Written request a ▸ Which packages does the tidyverse workshop text list as covering the four basic aspects of the workshop?

Text to read ▸
--- begin ---
Tidyverse and tidy data

Tidyverse is a collection of R packages that share an underlying design philosophy, grammar, and data structures, and evolutionarily changed how to program in R.

Kelsey started the workshop by explaining what “tidy data” is. Tidy data is a data structure where each column represents a variable, each row represents an observation, and each cell contains only a single value.

Workshop content

The workshop covered the following four basic aspects of tidyverse packages using the iris dataset.

  • reading data with readr
  • tidying data with tidyr
  • wrangling data with dplyr
  • visualizing data with ggplot2

The materials for this workshop are available online:

Pipe the code

One evolutionary grammar of tidyverse is the pipe operator, %>%. The pipe takes the output of one function and gives it to the next function, allowing you to carry out separate operations in a fluid and readable manner.

read_csv("iris_data.csv") %>% 
  select(Species)

Tidy your data

The useful commands to tidy your data up include

  • pivot_longer() and pivot_wider() to reshape the data
  • separate() and unite() to split or combine the columns

In the workshop, Kelsey offered a version of untidy iris data and led an interactive practice to convert the untidy to tidy. Try it out!

Wrangle around

Data wrangling is the most basic but essential step for any data project. To organize the data into the form you want it in, try

  • arrange() sorts by column(s)
  • select() picks only the column(s) you want
  • filter() selects a subset of observations according to some criteria
  • mutate() adds an additional column onto the table
  • summarize() with group_by() reduces the data down to some summary statistics based on defined group

Visualize it!
--- end ---
(Rows from a dataset)
--- begin ---
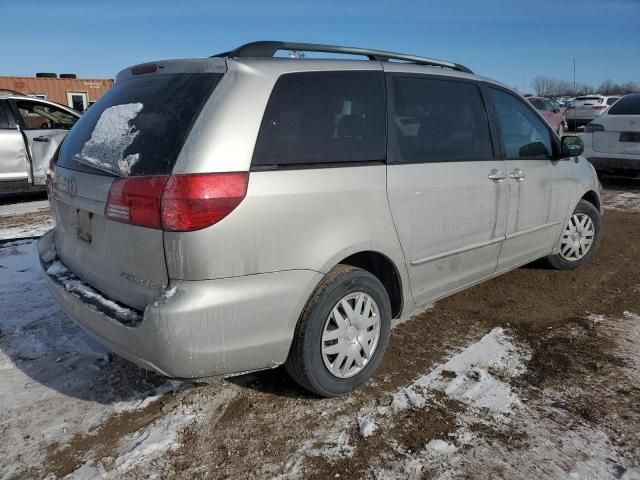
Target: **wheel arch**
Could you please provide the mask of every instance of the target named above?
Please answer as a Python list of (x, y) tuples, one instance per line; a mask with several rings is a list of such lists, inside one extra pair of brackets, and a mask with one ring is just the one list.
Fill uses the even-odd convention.
[(401, 316), (403, 307), (402, 277), (396, 264), (388, 256), (374, 250), (363, 250), (350, 254), (337, 264), (351, 265), (374, 275), (380, 280), (389, 295), (392, 318)]
[(600, 196), (595, 191), (587, 190), (582, 195), (580, 200), (585, 200), (585, 201), (589, 202), (591, 205), (596, 207), (596, 209), (598, 209), (599, 212), (602, 212), (602, 205), (601, 205), (601, 202), (600, 202)]

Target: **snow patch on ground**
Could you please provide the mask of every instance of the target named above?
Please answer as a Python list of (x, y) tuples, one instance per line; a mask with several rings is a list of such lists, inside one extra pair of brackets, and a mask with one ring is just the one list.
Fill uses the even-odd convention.
[(128, 176), (140, 159), (140, 154), (124, 155), (140, 133), (131, 122), (142, 111), (142, 103), (126, 103), (105, 109), (100, 115), (91, 138), (76, 158), (84, 163)]
[(48, 200), (38, 200), (35, 202), (20, 202), (0, 205), (0, 217), (11, 217), (13, 215), (24, 215), (25, 213), (35, 213), (49, 209)]
[(308, 457), (323, 457), (330, 463), (351, 458), (355, 447), (350, 444), (349, 430), (351, 418), (340, 418), (328, 430), (315, 432), (304, 441), (296, 452), (287, 460), (284, 473), (287, 478), (297, 478), (302, 473), (302, 466)]
[(640, 192), (605, 190), (604, 207), (608, 210), (640, 212)]
[(421, 408), (432, 401), (432, 392), (438, 390), (453, 400), (485, 408), (496, 416), (509, 414), (520, 401), (511, 391), (511, 386), (495, 374), (516, 377), (526, 371), (524, 362), (528, 358), (528, 354), (516, 347), (502, 328), (495, 328), (396, 393), (392, 409), (398, 412), (410, 407)]
[[(640, 316), (625, 312), (622, 319), (595, 314), (587, 318), (605, 332), (604, 335), (622, 339), (621, 354), (629, 365), (624, 368), (630, 382), (637, 384), (640, 379)], [(440, 389), (470, 408), (457, 414), (457, 430), (453, 435), (449, 434), (450, 440), (431, 440), (420, 452), (396, 450), (403, 454), (399, 460), (385, 462), (382, 468), (374, 467), (371, 474), (380, 479), (417, 479), (425, 474), (430, 478), (456, 479), (490, 478), (500, 472), (500, 478), (573, 480), (614, 479), (624, 472), (634, 478), (638, 472), (637, 463), (618, 450), (606, 426), (583, 422), (562, 407), (567, 395), (578, 398), (583, 395), (576, 390), (579, 386), (569, 387), (572, 391), (545, 389), (541, 399), (536, 395), (527, 398), (526, 402), (520, 399), (519, 393), (506, 382), (526, 371), (527, 358), (526, 350), (513, 345), (504, 332), (496, 329), (416, 380), (408, 389), (398, 392), (394, 401), (396, 410), (398, 406), (429, 408), (431, 400), (427, 387)], [(473, 374), (478, 371), (479, 376)], [(444, 381), (437, 376), (438, 372), (454, 372), (456, 377)], [(469, 373), (472, 373), (471, 378)], [(483, 380), (484, 375), (492, 376), (493, 373), (498, 378)], [(447, 373), (446, 376), (453, 375)], [(474, 381), (477, 382), (475, 386)], [(468, 385), (471, 388), (467, 388)], [(492, 392), (485, 388), (489, 386)], [(416, 387), (417, 398), (424, 400), (416, 401), (415, 397), (406, 396), (407, 390), (415, 393)], [(526, 394), (526, 388), (521, 393)], [(488, 412), (492, 414), (487, 415)], [(472, 433), (469, 428), (474, 424), (485, 425), (490, 431), (504, 435), (503, 438), (517, 434), (525, 439), (525, 443), (518, 446)]]
[(53, 220), (0, 230), (0, 240), (17, 240), (20, 238), (41, 237), (53, 228)]
[[(105, 465), (100, 460), (90, 460), (69, 474), (70, 480), (89, 480), (94, 478), (118, 479), (128, 476), (147, 478), (148, 466), (158, 463), (168, 452), (180, 447), (179, 432), (197, 417), (197, 407), (180, 405), (159, 418), (146, 428), (124, 438), (119, 448), (120, 454)], [(140, 477), (141, 478), (141, 477)], [(159, 478), (159, 477), (158, 477)]]
[(376, 424), (366, 417), (358, 418), (358, 431), (362, 438), (367, 438), (376, 431)]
--- end ---
Written request b ▸ Could you swap "instance" for "object" in the listing lines from the line with "Target: **snow patch on ground**" up to and including the line with "412), (410, 407)]", and return only those lines?

Result a ▸ readr, tidyr, dplyr, ggplot2

Result b ▸
Target: **snow patch on ground**
Could you please provide the mask of every object of the target named above?
Please answer as a Python list of (x, y) tuples, one object per line; a mask with several rings is a list of such lists, inside one extra pair of brackets, and a mask with one ring is just the one list.
Fill uses the even-odd convention.
[(128, 176), (140, 159), (140, 154), (124, 155), (140, 133), (131, 122), (142, 111), (142, 103), (126, 103), (105, 109), (100, 115), (91, 138), (76, 158), (84, 163)]
[(48, 200), (38, 200), (35, 202), (20, 202), (0, 205), (0, 217), (11, 217), (13, 215), (24, 215), (25, 213), (35, 213), (49, 209)]
[(308, 457), (323, 457), (330, 463), (351, 458), (355, 447), (350, 444), (349, 430), (351, 418), (340, 418), (328, 430), (315, 432), (304, 441), (296, 452), (287, 460), (284, 473), (287, 478), (297, 478), (302, 473), (302, 466)]
[(640, 192), (605, 190), (604, 207), (608, 210), (640, 212)]
[(421, 408), (432, 401), (432, 392), (438, 390), (453, 400), (485, 408), (496, 416), (509, 414), (520, 401), (511, 391), (511, 386), (495, 374), (516, 377), (526, 371), (524, 362), (528, 358), (528, 354), (516, 347), (502, 328), (495, 328), (396, 393), (392, 409), (398, 412), (410, 407)]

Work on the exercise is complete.